▶ **Given data**
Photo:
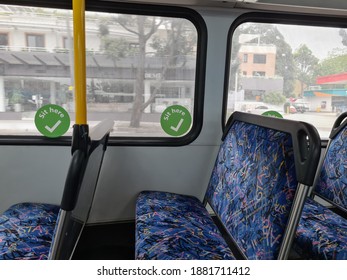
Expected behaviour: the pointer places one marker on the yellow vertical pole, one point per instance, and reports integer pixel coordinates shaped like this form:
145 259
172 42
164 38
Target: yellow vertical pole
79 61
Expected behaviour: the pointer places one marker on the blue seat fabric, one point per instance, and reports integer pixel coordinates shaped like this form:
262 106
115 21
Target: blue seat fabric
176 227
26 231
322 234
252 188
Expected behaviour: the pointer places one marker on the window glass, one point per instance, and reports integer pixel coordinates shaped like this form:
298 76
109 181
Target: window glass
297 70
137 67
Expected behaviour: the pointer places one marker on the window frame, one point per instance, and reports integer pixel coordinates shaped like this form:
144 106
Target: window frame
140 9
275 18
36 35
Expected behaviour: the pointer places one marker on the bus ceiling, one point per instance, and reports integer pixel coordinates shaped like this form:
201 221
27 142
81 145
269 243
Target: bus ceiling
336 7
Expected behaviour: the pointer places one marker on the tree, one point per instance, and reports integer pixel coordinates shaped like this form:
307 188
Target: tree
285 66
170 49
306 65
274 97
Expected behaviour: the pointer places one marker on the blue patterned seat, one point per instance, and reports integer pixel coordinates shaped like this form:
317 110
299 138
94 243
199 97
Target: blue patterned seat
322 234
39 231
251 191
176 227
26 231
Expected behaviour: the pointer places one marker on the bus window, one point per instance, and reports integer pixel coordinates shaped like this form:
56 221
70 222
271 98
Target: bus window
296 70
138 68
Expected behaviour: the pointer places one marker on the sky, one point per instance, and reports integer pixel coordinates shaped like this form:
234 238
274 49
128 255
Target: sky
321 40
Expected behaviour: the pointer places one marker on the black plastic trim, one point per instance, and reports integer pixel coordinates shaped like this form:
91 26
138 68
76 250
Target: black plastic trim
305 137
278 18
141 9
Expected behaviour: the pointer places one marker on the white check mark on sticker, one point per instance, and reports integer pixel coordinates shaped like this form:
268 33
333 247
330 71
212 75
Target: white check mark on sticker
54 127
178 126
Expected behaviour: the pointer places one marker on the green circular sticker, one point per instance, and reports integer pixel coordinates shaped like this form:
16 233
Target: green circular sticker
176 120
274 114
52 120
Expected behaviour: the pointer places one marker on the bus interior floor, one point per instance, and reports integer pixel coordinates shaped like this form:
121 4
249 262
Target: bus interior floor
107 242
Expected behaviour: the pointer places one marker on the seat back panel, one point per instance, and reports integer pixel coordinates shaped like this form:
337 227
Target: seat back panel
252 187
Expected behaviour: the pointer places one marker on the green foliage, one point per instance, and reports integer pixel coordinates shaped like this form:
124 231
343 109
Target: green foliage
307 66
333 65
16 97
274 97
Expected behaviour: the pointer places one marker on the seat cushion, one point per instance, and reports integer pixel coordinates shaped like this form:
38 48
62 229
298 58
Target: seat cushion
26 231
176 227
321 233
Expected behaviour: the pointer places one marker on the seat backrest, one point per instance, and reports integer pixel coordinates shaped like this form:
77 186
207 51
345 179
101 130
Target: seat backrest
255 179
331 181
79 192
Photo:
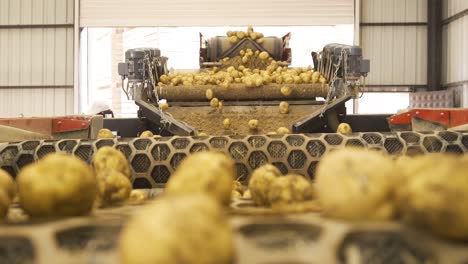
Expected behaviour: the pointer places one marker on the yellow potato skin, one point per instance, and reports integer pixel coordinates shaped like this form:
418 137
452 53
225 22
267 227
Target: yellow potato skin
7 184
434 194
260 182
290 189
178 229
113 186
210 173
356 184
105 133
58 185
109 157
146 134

...

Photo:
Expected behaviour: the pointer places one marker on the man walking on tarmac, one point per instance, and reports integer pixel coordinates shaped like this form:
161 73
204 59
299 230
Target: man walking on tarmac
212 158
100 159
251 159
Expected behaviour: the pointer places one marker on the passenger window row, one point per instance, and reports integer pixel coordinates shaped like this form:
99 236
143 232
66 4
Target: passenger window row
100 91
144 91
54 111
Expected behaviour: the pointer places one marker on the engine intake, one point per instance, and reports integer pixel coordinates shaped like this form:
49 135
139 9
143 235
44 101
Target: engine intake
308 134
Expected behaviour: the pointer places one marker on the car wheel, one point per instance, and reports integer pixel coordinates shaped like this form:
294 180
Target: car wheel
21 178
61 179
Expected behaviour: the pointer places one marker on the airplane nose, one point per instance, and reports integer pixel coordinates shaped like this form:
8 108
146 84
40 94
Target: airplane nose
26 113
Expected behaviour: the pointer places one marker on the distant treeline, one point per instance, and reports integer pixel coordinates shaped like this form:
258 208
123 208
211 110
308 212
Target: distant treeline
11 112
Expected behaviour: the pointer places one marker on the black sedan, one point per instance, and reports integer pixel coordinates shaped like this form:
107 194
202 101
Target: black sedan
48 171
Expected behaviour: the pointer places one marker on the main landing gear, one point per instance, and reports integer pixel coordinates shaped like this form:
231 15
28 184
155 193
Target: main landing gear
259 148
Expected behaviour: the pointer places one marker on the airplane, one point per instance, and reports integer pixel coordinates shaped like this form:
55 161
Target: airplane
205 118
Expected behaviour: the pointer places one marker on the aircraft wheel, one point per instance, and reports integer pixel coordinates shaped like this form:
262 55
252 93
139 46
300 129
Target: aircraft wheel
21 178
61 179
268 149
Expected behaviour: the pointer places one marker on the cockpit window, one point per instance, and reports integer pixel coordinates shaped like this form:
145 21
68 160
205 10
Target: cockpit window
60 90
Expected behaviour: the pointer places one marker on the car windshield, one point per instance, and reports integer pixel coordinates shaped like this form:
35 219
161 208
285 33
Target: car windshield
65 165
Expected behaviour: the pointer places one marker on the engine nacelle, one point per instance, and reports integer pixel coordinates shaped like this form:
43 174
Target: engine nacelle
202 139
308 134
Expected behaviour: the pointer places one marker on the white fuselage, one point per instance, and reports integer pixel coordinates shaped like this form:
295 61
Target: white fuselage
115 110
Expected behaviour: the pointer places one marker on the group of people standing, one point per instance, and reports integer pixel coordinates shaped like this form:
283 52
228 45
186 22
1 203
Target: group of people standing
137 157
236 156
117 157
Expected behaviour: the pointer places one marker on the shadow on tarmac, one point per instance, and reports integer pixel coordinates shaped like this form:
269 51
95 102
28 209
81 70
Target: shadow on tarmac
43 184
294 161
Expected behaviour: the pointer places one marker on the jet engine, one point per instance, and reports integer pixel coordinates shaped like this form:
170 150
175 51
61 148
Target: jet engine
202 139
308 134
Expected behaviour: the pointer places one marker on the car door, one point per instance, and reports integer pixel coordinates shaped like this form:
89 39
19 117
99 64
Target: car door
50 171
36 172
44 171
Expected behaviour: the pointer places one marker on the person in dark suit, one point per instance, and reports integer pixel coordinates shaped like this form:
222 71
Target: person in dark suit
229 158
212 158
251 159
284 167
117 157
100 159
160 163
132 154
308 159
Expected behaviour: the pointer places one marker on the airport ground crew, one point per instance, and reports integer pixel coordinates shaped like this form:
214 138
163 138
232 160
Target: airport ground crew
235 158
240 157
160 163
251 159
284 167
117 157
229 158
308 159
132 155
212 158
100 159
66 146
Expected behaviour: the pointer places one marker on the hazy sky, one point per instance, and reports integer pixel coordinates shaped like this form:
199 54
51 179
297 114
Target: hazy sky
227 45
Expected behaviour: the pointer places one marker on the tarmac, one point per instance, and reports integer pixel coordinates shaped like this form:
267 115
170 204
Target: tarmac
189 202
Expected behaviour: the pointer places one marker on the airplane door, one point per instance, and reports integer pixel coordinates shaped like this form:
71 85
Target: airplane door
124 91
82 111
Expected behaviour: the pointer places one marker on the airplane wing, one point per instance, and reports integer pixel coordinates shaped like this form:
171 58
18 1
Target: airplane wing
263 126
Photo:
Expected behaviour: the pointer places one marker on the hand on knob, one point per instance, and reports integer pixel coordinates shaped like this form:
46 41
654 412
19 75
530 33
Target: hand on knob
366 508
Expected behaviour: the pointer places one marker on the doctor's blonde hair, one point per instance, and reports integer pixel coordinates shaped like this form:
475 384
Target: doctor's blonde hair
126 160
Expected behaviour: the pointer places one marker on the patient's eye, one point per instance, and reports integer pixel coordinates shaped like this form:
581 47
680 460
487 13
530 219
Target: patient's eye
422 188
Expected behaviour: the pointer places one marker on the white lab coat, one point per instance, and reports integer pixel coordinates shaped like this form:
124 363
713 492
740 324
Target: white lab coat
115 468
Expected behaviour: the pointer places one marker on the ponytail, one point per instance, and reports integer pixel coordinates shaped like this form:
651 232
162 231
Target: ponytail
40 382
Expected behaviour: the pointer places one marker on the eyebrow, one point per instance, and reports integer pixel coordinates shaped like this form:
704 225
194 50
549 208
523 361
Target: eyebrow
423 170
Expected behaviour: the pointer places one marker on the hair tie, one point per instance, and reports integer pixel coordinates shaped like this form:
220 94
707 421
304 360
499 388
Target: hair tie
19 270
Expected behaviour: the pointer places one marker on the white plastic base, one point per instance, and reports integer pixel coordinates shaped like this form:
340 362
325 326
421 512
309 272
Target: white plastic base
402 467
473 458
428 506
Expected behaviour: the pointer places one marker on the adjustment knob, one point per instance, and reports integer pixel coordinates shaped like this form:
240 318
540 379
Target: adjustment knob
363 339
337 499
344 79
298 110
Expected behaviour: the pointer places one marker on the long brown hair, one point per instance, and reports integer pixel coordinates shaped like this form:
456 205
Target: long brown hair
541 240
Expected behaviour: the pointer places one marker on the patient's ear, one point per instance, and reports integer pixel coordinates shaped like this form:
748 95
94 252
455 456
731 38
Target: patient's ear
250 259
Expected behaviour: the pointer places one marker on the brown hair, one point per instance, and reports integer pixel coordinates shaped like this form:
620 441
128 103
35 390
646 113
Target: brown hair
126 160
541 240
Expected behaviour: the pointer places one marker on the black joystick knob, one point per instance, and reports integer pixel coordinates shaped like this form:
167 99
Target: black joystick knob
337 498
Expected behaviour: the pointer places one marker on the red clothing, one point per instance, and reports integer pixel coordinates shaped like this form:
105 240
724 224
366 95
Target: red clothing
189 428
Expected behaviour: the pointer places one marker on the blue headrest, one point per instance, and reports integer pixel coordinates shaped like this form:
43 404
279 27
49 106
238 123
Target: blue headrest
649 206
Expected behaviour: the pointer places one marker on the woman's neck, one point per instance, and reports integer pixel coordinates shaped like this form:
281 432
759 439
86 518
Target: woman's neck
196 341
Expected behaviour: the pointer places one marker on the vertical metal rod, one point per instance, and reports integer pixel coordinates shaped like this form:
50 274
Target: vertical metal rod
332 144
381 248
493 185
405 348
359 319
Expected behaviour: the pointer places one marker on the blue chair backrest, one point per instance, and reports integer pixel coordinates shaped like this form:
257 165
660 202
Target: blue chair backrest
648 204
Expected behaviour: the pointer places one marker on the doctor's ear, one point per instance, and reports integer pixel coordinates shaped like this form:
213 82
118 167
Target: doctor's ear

...

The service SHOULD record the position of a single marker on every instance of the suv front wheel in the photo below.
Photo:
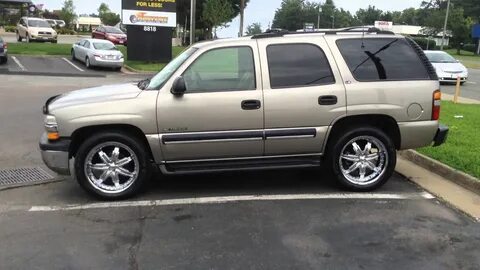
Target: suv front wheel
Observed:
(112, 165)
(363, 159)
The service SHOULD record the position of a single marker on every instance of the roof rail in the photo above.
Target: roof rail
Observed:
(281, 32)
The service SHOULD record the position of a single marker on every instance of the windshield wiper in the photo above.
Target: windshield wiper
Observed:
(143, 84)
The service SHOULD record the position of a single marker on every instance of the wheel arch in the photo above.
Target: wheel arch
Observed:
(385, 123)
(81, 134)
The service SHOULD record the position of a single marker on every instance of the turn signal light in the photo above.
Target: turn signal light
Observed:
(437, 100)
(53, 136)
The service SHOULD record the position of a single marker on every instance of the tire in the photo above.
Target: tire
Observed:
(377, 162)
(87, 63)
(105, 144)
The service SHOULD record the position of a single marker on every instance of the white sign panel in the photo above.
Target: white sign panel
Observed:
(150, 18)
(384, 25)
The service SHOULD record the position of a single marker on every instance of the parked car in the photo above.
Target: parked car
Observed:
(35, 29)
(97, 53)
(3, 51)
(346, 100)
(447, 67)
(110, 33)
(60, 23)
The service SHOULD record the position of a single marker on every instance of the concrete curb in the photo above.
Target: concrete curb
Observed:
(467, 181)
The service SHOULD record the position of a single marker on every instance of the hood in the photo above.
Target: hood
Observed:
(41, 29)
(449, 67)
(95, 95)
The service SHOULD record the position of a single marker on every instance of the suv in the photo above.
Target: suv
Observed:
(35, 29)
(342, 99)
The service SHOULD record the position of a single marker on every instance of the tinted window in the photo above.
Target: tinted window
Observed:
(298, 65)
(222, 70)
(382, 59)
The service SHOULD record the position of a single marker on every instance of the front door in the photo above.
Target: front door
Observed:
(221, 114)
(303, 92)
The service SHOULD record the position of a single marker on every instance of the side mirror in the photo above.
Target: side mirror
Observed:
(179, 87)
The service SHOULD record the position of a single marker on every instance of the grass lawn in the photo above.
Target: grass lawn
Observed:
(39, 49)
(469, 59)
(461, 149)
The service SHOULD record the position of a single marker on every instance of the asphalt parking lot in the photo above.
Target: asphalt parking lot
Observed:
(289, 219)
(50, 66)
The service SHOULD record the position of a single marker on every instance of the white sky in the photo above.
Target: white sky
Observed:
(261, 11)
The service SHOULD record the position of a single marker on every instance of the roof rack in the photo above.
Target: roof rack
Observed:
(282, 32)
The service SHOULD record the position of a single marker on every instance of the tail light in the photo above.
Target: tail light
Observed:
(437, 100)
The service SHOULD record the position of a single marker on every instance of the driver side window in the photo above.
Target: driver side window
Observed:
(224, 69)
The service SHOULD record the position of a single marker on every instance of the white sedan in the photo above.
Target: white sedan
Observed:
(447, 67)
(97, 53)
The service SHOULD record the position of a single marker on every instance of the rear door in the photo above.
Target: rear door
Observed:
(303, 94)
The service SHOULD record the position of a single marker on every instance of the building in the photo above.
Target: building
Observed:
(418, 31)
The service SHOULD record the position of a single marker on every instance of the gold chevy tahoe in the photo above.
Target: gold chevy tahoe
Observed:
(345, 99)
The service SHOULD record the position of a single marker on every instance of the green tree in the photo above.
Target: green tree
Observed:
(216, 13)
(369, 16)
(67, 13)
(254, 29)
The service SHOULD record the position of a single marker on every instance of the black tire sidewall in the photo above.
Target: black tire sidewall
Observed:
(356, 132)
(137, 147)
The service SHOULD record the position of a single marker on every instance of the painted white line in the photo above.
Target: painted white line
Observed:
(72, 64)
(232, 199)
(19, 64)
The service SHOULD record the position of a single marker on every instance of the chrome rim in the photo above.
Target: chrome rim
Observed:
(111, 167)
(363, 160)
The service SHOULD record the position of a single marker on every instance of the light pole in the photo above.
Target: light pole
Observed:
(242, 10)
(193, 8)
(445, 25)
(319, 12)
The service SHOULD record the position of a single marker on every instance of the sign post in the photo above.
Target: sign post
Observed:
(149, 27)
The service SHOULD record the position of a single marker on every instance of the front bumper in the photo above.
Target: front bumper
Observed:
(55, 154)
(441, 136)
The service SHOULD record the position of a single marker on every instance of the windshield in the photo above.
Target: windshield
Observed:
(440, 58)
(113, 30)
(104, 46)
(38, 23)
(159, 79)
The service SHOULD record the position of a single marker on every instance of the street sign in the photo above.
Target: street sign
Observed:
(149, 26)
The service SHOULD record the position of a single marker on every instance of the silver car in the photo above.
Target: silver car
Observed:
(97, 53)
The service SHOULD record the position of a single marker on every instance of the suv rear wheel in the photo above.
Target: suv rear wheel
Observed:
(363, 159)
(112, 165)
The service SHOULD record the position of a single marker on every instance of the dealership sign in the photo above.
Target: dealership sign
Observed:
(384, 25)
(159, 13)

▶ **What this task involves**
For each line above that contains the word "hood", make a copy.

▶ **Exercise response**
The service SHOULD record the position of a single marker on every instance of the hood in the photo above.
Target: hood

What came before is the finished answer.